═══ Data under study
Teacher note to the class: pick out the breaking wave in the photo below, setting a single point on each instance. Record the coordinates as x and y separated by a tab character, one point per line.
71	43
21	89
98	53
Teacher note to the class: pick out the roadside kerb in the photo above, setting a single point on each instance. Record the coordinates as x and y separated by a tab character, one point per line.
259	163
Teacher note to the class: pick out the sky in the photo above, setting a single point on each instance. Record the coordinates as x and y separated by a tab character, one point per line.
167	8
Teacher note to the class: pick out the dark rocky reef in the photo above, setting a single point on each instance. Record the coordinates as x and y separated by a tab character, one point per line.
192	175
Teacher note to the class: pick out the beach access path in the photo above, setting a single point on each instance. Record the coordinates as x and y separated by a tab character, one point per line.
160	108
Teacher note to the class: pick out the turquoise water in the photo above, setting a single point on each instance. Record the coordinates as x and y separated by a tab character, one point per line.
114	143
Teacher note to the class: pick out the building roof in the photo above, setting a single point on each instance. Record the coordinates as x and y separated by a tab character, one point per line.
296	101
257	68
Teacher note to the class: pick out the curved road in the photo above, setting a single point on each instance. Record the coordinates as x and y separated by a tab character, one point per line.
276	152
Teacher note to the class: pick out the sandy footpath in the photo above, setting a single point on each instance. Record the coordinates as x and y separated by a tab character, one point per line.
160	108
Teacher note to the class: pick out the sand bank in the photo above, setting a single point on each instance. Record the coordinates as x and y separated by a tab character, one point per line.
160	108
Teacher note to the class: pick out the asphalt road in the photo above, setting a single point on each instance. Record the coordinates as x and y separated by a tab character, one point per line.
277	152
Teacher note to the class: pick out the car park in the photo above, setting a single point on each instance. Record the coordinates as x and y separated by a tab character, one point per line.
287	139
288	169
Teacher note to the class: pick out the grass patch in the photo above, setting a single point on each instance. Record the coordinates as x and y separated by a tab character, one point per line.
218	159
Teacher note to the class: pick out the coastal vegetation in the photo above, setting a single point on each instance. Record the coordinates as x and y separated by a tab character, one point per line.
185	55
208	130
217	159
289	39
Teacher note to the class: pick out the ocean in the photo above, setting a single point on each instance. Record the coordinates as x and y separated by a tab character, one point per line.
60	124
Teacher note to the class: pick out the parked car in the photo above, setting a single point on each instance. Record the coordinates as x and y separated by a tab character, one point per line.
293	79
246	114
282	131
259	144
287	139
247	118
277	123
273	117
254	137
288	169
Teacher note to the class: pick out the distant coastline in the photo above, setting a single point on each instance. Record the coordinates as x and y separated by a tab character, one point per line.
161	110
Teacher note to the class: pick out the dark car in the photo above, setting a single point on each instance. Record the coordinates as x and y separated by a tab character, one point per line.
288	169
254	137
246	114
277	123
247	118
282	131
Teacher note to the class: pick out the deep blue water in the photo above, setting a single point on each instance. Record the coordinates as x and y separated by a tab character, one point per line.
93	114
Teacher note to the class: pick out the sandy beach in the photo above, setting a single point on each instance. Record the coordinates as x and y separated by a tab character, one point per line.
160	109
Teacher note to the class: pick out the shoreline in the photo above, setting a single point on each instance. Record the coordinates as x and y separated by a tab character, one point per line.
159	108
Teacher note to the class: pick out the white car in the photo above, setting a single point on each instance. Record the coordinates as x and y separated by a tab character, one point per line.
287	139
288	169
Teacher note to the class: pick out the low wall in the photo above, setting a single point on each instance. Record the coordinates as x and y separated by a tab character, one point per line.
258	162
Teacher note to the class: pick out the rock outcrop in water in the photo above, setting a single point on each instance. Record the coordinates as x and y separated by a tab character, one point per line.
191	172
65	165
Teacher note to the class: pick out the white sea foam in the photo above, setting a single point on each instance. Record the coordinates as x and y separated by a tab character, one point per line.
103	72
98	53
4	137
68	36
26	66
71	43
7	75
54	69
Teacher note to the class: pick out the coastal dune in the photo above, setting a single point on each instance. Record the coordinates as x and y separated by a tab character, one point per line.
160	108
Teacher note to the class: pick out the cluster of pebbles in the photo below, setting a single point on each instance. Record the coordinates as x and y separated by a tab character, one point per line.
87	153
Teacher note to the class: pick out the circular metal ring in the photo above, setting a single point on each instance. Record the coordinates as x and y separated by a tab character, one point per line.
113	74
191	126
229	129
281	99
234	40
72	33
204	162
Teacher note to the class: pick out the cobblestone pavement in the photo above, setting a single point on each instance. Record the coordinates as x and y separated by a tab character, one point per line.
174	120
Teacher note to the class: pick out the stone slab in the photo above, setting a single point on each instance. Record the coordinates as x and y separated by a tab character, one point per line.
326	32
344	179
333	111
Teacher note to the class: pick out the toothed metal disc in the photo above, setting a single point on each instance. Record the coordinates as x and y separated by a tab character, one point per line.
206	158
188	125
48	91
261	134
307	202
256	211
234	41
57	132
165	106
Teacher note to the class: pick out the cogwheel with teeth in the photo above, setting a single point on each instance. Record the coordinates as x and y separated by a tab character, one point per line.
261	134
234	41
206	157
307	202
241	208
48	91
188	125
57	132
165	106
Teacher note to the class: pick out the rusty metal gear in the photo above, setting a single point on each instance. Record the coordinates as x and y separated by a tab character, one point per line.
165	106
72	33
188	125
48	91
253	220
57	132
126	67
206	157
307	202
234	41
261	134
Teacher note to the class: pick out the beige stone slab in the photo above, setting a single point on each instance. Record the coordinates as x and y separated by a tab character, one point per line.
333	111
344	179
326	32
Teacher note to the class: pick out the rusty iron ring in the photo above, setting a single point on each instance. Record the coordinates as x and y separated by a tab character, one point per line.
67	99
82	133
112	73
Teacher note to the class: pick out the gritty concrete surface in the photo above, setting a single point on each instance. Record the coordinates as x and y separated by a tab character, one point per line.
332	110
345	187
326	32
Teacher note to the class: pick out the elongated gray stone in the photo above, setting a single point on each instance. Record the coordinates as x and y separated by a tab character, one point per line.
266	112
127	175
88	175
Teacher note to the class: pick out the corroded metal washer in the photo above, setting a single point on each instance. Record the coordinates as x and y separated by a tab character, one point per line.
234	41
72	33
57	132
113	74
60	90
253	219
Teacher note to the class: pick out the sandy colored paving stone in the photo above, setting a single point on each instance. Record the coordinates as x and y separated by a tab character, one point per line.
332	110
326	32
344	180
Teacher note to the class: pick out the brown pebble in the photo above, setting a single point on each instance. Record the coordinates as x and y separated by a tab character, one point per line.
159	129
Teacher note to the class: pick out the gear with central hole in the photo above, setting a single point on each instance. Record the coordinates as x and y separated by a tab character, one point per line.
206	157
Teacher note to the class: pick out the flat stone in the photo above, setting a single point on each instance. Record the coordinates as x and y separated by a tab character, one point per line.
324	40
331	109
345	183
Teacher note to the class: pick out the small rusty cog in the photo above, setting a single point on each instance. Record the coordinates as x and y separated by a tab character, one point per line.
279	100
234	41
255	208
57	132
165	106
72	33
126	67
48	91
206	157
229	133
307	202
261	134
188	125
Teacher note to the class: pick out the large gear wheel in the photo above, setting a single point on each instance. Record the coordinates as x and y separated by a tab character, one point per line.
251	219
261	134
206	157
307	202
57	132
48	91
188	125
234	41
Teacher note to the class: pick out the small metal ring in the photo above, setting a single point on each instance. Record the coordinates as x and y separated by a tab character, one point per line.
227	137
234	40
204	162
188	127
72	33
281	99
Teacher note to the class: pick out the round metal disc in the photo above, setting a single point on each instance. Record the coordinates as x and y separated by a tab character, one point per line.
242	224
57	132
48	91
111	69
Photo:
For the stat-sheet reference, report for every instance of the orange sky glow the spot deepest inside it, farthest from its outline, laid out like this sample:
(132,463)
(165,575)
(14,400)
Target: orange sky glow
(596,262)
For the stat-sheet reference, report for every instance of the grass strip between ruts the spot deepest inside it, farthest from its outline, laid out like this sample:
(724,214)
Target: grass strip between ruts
══════
> _Task requirements_
Copy every line in the data above that has the string "laid" in it.

> _Solved exercise_
For the stat-sheet reference, report for every instance of the orange sky glow the spot deepest inside it, farthest from its outline, laid out like this sample:
For the stat-sheet reference, report for every instance of the grass strip between ruts the spot deepest inside it, farthest from its outline, laid out like this sample:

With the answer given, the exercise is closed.